▶ _Selection_
* BEGIN *

The “Daily Plan-It”

Keating Law, PLC

Volume 14, Issue 17 8/25/2011

© 2011 Keating Law, PLC, Phone: 586-498-8400. All rights reserved.

New Disclosure Rules Will Expose

‘Hidden’ Fees inside Retirement Plans

    Advisors know there's a host of unknown costs and fees

lurking inside a client’s 401(k) plans, IRAs and other

retirement accounts. Often, those fees make a world of

difference in investment returns.

    But most clients don’t know the fees that they pay to plan

providers. A recent AARP study found that more than

seven in ten 401(k) plan participants incorrectly reported

that they did not pay any fees, and 6 percent said that they

didn’t know whether or not they pay fees. Clients often

fail to read the fine-print disclosures that explain fees.

A recent Smart Money article [http://tinyurl.com/3nvxpsj]

detailed the fees. I’ve included the highlights for you.

What You Don’t Know Can Hurt You

    Beginning Jan. 1, plan sponsors must disclose fees to

participants. But there are other lesser-known fees to

consider. Clients who move IRA accounts to new

brokerage firms can be hit with two unexpected fees: the

account transfer fee and the annual maintenance fee.

    In addition, retirement accounts that use managed-money

programs will have termination fees that must be paid prior

to money being moved from a current manager to a new

manager. These can include that quarter's asset fee,

management fee and custodian fee.

10 Fees Eating Up Retirement Savings:

1. Account termination fees.

2. Account maintenance fees.

3. Various account transfer fees.

4. Roth conversion fee: This is charged when a

traditional IRA is converted to a Roth IRA.

* END *

▶ _Extracted records_
* BEGIN *

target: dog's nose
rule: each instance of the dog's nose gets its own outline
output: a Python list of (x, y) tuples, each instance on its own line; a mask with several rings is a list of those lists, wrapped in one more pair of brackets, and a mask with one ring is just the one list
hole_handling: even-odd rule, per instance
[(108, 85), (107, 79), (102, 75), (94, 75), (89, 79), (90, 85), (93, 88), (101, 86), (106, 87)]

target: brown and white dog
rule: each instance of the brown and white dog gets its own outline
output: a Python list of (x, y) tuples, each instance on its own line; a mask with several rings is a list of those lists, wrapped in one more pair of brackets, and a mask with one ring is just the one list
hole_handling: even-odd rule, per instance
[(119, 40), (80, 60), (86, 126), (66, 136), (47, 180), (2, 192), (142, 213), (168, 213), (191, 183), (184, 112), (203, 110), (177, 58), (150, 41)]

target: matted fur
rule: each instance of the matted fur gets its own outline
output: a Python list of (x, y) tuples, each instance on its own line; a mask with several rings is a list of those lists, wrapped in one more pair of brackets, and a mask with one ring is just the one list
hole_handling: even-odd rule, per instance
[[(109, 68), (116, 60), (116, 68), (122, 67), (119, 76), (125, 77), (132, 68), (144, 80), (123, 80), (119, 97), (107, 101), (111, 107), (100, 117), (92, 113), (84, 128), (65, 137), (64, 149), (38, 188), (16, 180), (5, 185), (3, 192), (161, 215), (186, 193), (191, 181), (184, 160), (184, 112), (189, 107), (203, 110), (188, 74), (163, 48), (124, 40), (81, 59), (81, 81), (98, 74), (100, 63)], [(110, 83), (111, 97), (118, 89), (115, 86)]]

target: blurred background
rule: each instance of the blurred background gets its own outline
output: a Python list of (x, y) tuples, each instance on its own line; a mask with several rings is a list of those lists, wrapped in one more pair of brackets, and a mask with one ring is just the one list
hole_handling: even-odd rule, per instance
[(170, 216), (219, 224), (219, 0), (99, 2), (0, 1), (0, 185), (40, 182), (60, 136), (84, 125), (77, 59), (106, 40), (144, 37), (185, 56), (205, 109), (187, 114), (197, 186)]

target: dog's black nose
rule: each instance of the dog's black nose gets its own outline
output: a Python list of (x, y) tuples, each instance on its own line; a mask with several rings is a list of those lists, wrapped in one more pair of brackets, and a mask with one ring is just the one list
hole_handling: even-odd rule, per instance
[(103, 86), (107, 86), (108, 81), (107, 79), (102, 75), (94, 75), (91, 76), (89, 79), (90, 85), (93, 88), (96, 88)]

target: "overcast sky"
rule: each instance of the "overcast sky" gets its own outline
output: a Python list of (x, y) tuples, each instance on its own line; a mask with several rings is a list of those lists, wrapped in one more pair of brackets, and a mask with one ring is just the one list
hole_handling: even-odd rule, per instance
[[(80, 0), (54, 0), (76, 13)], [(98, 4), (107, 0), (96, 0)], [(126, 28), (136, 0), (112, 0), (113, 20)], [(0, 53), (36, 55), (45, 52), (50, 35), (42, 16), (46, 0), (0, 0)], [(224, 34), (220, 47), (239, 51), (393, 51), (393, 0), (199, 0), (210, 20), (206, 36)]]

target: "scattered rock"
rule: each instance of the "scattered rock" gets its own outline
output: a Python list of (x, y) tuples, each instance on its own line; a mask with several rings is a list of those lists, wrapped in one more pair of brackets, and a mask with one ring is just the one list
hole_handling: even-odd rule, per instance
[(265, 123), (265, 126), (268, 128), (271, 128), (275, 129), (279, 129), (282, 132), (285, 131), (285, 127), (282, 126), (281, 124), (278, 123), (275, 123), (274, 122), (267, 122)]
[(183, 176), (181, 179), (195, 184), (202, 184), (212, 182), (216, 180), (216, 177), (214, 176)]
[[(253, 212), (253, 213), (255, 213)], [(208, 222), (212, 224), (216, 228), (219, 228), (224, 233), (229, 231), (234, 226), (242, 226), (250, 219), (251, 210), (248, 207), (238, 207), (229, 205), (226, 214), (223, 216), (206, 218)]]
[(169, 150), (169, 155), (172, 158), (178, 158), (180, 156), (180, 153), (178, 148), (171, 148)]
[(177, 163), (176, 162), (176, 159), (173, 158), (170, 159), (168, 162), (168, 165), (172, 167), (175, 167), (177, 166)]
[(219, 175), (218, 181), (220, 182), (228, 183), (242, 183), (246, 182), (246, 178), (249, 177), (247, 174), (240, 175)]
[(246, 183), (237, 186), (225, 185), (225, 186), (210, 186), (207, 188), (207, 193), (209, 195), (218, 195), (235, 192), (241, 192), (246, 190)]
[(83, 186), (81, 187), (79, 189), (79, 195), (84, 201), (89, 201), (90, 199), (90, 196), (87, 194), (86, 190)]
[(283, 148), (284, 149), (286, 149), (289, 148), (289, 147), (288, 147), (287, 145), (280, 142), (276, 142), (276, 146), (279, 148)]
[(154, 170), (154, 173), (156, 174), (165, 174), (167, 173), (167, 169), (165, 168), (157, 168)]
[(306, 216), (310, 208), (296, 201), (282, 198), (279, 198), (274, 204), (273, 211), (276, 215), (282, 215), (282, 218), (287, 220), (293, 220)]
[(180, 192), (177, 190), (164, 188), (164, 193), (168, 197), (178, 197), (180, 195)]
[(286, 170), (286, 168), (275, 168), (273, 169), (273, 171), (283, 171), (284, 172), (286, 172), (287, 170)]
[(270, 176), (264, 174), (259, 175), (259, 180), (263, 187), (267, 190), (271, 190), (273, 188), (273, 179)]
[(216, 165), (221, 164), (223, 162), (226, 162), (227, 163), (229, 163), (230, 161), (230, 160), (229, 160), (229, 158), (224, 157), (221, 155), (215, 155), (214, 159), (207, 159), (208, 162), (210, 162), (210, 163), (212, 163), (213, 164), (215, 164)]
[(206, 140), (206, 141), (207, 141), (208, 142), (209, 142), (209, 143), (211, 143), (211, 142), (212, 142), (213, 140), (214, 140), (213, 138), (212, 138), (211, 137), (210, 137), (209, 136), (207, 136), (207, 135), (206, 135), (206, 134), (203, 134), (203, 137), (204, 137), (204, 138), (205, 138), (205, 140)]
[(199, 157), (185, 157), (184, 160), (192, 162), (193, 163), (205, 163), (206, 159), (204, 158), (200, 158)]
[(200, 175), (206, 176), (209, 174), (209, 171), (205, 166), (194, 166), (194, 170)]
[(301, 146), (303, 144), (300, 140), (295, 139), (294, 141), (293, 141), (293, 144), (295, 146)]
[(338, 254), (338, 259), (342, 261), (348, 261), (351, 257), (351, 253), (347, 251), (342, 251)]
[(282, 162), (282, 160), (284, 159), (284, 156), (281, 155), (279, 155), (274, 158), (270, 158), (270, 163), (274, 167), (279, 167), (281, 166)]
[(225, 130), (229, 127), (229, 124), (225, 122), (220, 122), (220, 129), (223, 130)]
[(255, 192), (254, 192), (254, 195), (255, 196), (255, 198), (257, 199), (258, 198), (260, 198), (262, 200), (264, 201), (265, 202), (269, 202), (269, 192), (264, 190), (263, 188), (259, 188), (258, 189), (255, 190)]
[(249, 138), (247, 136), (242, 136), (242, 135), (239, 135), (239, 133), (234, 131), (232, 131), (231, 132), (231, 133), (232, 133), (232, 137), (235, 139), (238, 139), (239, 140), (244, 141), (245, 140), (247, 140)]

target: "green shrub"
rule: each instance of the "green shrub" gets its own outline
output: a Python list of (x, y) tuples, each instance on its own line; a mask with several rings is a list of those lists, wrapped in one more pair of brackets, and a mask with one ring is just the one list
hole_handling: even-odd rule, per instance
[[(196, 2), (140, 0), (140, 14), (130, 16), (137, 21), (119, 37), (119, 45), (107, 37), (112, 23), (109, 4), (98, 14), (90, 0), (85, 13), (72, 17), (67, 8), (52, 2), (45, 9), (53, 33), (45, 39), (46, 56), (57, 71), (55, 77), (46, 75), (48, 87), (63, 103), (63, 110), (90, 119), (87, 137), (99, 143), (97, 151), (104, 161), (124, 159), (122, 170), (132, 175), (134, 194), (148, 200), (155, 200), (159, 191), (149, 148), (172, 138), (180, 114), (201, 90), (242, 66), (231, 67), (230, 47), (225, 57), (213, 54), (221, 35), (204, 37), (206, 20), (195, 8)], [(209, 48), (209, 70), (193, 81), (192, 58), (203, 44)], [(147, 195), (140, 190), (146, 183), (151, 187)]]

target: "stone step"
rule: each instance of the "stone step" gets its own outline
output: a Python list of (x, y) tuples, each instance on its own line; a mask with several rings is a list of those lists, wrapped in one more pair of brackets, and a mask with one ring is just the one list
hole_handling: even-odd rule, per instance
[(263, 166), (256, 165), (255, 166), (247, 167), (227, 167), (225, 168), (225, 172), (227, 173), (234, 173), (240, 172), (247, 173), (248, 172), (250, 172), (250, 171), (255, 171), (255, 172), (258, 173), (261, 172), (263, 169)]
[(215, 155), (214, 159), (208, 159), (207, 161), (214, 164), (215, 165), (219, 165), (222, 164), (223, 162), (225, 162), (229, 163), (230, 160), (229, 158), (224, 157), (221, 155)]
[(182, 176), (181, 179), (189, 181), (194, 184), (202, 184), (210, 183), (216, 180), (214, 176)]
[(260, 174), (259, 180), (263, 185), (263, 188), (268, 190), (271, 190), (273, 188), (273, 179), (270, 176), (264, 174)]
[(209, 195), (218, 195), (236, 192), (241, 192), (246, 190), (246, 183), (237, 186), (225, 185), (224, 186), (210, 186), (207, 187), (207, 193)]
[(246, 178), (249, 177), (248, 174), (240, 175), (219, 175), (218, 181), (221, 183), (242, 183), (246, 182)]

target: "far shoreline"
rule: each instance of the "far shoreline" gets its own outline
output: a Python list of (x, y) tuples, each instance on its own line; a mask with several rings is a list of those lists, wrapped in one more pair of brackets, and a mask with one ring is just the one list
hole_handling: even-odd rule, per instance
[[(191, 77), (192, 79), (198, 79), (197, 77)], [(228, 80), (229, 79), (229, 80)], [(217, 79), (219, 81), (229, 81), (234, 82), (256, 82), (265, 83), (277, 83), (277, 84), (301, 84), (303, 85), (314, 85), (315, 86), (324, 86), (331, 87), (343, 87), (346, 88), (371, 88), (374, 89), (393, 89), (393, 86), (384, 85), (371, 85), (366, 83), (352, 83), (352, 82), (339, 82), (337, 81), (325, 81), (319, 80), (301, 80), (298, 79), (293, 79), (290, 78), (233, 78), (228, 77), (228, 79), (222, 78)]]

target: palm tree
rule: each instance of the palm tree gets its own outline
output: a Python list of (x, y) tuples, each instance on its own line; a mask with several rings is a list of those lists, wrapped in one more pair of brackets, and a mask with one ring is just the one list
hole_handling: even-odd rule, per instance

* END *

▶ _Tasks to carry out_
#1 Answer these from the newsletter:
(a) In the AARP study, what percent of 401(k) plan participants said they didn't know whether or not they pay fees?
(b) Beginning on what date must plan sponsors disclose fees to participants?
(c) When is the Roth conversion fee charged?
#2 According to the newsletter, why don't many clients know about the fees they pay to plan providers?
#3 Return the newsletter text between "to money being" and "Account maintenance fees.", inclusive.

▶ _Answers provided_
#1
(a) 6 percent
(b) Jan. 1
(c) When a traditional IRA is converted to a Roth IRA.

#2 Clients often fail to read the fine-print disclosures that explain the fees.

#3
to money being moved from a current manager to a new

manager. These can include that quarter's asset fee,

management fee and custodian fee.

10 Fees Eating Up Retirement Savings:

1. Account termination fees.

2. Account maintenance fees.